> Problem to solve:
Among the entries below, repeat word for word the lines starting at the one that contains "like [(91, 173)]." and ending after the one that contains "[(536, 315), (539, 147), (539, 210), (539, 274)]".

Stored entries

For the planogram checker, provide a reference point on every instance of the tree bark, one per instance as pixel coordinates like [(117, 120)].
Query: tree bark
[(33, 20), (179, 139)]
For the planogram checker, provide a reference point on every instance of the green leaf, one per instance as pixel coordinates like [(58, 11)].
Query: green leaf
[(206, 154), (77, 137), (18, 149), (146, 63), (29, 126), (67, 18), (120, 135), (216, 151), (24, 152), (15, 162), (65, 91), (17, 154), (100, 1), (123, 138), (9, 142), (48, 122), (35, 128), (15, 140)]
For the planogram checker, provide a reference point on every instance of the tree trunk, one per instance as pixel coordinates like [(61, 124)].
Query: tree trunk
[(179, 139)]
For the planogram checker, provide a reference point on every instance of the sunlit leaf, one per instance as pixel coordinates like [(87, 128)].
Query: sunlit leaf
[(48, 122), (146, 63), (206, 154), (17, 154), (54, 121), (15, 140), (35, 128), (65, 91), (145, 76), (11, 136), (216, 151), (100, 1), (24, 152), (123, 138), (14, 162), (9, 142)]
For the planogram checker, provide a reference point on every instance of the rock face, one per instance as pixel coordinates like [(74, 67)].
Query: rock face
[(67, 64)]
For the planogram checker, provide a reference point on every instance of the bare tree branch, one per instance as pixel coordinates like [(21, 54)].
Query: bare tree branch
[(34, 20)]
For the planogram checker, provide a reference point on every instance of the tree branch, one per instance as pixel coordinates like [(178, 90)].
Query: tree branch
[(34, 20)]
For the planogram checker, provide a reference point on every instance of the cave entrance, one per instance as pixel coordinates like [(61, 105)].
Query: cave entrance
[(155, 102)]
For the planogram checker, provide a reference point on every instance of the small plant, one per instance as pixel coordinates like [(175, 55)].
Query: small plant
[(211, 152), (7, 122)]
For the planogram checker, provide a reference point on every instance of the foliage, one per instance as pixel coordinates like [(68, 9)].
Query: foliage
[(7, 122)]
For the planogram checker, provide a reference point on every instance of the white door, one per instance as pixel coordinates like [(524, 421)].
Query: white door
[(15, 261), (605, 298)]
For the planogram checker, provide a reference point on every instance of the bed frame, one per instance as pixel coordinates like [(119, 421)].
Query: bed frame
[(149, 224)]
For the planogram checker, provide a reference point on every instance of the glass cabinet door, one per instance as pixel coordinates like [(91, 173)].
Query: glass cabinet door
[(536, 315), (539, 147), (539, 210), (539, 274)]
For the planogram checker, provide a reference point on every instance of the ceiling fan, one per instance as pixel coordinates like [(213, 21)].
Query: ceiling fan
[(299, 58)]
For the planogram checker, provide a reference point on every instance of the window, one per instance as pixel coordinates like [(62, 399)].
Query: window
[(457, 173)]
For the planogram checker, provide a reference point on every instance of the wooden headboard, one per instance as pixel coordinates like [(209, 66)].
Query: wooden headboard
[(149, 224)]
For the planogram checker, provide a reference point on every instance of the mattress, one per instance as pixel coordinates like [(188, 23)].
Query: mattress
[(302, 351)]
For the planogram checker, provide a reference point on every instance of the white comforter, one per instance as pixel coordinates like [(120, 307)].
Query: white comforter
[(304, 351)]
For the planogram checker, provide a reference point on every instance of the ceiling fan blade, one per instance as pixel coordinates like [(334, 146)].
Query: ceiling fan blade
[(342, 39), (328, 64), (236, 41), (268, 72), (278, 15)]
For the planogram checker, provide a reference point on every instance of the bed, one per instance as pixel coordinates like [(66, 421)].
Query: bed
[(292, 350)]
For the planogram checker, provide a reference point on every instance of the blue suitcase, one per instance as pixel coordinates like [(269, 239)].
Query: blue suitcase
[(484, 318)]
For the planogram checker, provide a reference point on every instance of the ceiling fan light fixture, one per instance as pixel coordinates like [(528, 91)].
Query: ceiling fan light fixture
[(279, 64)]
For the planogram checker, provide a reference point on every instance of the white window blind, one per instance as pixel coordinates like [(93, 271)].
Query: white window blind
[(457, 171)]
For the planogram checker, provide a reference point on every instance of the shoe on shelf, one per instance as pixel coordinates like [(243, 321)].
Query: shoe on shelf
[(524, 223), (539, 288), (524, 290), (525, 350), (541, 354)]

> Output below:
For the planogram checker, provide a reference point on every instance of the glass cabinet door, one per instance as pixel coordinates like [(91, 173)].
Query: glass cabinet door
[(536, 315), (539, 147), (539, 210), (539, 274)]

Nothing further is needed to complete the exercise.